Collection entries:
## BEGIN
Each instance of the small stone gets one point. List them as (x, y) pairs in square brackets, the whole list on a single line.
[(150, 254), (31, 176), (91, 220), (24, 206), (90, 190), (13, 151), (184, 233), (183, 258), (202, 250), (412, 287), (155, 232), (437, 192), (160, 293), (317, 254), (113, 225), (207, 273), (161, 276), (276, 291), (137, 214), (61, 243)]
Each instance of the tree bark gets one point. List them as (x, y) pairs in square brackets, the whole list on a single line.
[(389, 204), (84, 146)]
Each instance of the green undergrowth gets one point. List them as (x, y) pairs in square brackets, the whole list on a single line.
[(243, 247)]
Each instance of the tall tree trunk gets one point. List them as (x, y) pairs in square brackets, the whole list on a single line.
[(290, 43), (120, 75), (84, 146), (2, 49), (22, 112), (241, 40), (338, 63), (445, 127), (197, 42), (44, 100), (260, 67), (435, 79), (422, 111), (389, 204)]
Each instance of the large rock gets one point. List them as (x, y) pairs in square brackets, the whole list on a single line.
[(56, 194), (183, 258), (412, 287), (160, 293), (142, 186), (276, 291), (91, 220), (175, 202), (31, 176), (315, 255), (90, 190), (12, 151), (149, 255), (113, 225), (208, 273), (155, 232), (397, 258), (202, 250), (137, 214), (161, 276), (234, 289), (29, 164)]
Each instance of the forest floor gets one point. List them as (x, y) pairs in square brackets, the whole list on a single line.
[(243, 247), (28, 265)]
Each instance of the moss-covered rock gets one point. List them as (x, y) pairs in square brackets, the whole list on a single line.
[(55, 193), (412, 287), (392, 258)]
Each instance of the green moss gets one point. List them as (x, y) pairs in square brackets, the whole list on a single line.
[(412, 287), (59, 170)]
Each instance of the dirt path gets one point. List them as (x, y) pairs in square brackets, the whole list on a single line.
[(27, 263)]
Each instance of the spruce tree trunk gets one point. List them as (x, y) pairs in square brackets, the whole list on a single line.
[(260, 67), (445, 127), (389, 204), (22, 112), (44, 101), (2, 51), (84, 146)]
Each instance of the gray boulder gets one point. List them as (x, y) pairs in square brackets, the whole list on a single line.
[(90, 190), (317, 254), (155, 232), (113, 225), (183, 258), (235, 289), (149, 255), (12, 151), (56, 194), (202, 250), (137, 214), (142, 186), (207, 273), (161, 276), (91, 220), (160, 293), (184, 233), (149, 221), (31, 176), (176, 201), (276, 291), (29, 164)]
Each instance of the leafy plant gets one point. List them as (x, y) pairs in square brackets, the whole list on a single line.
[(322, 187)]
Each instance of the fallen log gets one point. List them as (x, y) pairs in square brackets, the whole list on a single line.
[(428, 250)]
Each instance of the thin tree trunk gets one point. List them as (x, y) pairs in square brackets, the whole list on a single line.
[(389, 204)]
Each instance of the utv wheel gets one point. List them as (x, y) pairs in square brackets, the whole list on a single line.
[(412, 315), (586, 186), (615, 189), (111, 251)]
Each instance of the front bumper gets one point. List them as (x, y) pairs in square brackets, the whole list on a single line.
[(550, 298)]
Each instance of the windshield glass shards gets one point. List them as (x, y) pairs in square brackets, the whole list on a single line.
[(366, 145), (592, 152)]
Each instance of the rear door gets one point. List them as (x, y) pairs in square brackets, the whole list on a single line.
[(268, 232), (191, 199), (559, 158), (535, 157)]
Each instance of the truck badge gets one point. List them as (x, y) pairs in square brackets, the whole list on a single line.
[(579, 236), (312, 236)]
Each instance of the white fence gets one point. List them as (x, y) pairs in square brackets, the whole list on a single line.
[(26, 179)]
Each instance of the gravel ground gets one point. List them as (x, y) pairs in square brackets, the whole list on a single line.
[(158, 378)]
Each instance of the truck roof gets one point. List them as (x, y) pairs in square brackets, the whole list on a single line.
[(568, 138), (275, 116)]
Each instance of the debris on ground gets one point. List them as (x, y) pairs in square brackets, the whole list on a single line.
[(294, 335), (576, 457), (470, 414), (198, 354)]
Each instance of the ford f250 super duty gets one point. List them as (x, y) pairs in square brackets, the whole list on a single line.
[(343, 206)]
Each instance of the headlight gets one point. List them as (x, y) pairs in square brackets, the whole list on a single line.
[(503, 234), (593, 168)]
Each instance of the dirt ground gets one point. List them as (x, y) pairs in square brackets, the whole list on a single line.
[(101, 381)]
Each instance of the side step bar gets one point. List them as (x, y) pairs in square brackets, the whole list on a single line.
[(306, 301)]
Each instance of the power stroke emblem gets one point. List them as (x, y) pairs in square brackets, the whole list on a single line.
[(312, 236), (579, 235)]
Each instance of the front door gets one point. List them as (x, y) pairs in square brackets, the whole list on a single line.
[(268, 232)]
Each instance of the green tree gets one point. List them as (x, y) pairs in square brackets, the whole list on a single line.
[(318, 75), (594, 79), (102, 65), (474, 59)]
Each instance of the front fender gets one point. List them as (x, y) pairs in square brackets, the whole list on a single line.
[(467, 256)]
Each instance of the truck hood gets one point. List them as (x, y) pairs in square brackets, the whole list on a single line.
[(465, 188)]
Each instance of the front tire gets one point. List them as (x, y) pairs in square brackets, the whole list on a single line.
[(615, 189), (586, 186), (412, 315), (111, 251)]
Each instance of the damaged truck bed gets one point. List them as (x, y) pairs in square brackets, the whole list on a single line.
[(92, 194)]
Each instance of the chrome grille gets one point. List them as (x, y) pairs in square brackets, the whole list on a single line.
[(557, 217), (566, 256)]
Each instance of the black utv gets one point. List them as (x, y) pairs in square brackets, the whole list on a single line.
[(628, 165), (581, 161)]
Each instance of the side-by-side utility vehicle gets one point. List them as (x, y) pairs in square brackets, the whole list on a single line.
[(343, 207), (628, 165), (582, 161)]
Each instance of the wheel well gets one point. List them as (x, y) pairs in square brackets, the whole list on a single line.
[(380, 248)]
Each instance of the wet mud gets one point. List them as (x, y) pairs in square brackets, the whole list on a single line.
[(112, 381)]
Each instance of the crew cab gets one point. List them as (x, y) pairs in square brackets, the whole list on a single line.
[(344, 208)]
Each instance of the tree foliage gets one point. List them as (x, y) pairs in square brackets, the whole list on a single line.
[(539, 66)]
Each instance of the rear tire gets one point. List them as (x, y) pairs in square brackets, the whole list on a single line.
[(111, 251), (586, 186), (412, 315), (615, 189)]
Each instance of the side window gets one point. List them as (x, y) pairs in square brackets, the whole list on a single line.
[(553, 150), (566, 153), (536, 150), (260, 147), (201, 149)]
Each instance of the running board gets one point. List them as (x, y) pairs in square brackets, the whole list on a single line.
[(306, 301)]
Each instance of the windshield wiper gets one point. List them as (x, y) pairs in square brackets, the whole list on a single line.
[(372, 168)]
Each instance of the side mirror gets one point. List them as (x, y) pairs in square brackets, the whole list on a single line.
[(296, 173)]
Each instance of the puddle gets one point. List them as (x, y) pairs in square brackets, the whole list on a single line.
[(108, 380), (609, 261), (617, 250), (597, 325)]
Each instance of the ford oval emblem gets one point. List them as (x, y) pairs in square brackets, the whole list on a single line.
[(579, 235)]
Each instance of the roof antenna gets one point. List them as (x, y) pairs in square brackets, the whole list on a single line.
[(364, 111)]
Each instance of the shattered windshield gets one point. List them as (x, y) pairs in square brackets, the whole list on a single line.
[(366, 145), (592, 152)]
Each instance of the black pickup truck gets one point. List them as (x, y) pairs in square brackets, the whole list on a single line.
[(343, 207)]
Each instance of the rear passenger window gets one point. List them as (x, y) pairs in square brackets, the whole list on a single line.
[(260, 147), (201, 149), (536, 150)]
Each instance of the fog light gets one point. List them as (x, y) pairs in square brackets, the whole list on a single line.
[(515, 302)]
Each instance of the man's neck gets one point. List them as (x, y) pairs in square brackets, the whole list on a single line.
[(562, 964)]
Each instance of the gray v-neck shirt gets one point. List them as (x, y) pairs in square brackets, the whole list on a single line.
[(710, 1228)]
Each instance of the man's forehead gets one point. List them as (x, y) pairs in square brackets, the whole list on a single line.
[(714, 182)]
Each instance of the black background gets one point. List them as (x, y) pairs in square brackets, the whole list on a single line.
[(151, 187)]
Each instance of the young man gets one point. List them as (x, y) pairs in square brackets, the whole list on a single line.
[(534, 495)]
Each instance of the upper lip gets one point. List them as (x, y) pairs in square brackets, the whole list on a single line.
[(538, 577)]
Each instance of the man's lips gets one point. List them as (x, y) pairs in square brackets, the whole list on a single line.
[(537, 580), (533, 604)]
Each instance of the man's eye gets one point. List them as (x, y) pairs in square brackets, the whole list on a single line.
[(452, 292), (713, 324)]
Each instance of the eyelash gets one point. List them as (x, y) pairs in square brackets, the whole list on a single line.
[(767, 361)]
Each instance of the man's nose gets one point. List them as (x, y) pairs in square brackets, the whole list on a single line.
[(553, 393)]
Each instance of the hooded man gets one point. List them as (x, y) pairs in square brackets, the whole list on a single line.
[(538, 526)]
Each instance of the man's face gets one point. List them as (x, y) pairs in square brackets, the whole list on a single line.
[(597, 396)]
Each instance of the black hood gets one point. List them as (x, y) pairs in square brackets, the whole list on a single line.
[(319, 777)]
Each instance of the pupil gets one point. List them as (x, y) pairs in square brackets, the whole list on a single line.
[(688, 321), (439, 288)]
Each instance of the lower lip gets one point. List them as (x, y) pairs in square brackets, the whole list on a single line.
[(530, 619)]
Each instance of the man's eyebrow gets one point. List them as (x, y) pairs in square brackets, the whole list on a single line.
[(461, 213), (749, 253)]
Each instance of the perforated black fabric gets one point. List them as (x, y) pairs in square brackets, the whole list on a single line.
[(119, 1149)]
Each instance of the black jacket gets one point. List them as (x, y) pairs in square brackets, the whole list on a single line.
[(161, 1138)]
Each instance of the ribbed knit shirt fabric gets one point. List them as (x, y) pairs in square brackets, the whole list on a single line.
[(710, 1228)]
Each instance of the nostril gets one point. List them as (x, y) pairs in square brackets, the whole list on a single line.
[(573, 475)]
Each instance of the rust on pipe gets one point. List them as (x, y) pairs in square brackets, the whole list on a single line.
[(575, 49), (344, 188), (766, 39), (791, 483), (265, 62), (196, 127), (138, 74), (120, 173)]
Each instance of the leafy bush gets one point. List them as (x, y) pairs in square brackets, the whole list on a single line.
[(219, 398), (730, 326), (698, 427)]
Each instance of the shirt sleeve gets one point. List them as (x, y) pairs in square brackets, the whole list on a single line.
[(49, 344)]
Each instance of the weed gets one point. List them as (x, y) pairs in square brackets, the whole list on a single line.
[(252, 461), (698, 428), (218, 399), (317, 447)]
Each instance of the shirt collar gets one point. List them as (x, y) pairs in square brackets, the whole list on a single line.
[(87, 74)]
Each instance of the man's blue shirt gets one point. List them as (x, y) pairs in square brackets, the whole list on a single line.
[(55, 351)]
## END
GIVEN REQUEST: Give everything in the material from the line containing "Each instance of the forest" down through the line containing "51), (84, 146)]" as a Markdown table. Use the columns Row and Line, put one line in each row, and leave out blank lines.

FULL ANSWER:
| Row | Line |
|---|---|
| 1 | Each instance of the forest floor gets one point. List them as (x, y) pairs in square brackets, the whole list on a single line. |
| 2 | [(243, 247), (28, 265)] |
| 3 | Each instance of the moss-covered rock gets one point. List them as (x, y) pairs in square brackets, the whole list on a single line. |
| 4 | [(55, 193), (412, 287), (392, 258)] |
| 5 | Each instance of the green moss gets one point. List them as (x, y) pairs in square brackets, the whole list on a single line. |
| 6 | [(412, 287), (59, 170)] |
| 7 | Each instance of the dirt path gets one point. List them as (x, y) pairs in square brackets, the whole list on a single line. |
| 8 | [(27, 263)] |
| 9 | Each instance of the spruce tree trunk gets one point. List them as (x, y) pairs in square brackets, the whole list on a single line. |
| 10 | [(260, 67), (445, 127), (389, 204), (22, 112), (44, 101), (2, 51), (84, 146)] |